Required task A: Name every person mentioned in the Old Threshers Reunion article, including its credits line.
Required task B: Write the next part of the Old Threshers Reunion article, picking up after its last sentence.

Extracted text:
Old Threshers Reunion
text and photos by Khoke & Ida Livingston
One day last summer, our neighbor Jordan Hale told us of an event he heard about in eastern Iowa. Old Threshers Reunion is a 5 day Labor Day weekend event that hosts a series of horse demonstrations. Among the demonstrations were a Case thresher run off of a 6-sweep horsepower, a smaller thresher run by a 1-horse treadmill, a buck rake and Jayhawk swivel stacker, a grain auger and horse powered sawmill, and more. We were definitely interested in checking these out, so we rode along with Jordan who nabbed Ammon Weeks to ride along as well.
When we paid our admission fee to enter the grounds, it quickly became obvious why it was a 5 day event. It would take that long to see everything. The Old Threshers’ museum operated two locomotives that gave rides. One was steam powered, the other was diesel. There was equipment by the acre. Tractors and steam engines of all kinds. Demonstrations taking place at regular intervals. Live music, food of all kinds, parades, vendors and a couple barns full of horses. Speaking of horses, we had to remember that’s why we went and we headed over in that direction.

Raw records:
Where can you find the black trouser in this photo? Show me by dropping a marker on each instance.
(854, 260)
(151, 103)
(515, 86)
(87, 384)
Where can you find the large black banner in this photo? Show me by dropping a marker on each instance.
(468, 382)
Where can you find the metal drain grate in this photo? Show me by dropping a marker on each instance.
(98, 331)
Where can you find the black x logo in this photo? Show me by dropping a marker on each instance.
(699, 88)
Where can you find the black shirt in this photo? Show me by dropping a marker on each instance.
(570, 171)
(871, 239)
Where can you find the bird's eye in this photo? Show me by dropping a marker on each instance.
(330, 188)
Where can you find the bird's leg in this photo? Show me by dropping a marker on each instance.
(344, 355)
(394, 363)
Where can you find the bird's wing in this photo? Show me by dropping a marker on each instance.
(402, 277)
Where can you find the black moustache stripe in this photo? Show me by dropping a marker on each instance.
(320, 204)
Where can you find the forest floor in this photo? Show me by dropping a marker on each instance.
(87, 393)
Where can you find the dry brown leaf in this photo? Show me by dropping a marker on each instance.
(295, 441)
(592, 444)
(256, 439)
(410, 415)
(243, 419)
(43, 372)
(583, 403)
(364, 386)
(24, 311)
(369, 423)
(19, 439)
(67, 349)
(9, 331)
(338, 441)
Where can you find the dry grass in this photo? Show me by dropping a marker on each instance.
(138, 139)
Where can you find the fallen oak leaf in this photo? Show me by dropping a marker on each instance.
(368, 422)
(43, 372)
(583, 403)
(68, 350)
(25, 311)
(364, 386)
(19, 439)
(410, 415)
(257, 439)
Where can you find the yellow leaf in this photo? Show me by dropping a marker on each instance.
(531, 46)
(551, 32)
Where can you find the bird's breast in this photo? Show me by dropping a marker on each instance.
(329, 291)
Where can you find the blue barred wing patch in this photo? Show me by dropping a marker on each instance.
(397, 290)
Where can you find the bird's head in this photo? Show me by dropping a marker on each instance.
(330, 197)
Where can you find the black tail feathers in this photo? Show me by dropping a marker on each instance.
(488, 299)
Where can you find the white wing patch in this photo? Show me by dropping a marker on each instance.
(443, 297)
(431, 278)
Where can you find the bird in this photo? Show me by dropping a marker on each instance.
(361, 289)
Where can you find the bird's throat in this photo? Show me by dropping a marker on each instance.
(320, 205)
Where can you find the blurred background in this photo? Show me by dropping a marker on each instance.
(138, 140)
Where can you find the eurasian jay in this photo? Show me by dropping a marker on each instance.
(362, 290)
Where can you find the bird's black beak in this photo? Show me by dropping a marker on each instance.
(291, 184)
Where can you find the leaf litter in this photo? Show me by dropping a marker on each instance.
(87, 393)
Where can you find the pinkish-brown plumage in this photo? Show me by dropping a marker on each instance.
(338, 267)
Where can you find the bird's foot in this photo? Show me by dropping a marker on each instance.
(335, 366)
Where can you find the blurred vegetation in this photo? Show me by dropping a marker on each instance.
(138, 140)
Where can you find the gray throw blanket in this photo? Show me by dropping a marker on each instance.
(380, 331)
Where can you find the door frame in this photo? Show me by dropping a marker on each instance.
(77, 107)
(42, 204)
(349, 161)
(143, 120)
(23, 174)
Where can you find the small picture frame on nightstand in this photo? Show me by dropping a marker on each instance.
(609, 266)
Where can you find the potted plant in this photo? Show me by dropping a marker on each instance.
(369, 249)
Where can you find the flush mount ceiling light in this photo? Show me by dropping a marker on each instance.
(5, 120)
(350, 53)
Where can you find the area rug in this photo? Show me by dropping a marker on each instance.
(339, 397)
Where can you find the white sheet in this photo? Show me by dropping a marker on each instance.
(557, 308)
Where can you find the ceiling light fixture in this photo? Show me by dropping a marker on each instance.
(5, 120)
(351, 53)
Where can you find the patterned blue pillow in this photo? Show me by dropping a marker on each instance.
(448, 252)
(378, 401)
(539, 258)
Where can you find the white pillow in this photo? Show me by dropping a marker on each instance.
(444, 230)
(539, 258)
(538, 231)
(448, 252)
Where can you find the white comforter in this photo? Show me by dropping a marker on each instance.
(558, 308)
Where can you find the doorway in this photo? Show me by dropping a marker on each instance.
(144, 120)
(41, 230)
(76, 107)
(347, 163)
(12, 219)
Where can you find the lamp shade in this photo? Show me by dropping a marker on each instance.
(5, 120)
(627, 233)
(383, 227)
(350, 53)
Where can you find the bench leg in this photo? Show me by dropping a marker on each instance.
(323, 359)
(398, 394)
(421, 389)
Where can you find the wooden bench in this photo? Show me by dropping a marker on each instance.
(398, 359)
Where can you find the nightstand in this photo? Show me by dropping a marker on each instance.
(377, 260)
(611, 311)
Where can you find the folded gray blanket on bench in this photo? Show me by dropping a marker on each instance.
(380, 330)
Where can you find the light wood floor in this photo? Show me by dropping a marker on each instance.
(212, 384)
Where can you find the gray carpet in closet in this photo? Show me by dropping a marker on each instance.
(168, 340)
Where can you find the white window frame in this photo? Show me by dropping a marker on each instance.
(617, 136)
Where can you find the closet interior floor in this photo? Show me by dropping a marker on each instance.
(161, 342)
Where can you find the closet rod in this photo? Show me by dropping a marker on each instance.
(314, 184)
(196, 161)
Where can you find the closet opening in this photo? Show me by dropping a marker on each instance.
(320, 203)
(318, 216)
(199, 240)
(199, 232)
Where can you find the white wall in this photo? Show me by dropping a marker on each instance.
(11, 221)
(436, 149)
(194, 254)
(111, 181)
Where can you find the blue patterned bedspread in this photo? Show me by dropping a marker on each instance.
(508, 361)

Output A: Khoke Livingston, Ida Livingston, Jordan Hale, Ammon Weeks

Output B:
When we showed up, the hay demonstrations had already begun. A bale had been unrolled and kicked loose. Then Joe Miller came along with his excellent team of Belgian geldings on a forecart pulling a rake/tedder combo. This unique piece of machinery could be engaged as a tedder fluffing the hay or as a rake to make windrows.
Buck Rake and Jayhawk Swivel Stacker
Once the hay was in windrows, Joe separated his team to attach them to the buck rake. They still worked together but had the span of the forks between them. It was here that they really shone, showing how very well trained they were. They drove, backed and turned flawlessly.
The buck rake took loads of loose hay down to the Jayhawk swivel stacker where Joe released his load onto the stacker forks. A crew with pitchforks made sure the stacker forks were loaded correctly. Then a young man named Jonathan Moore operated the haystacker guide, brake and release mechanisms.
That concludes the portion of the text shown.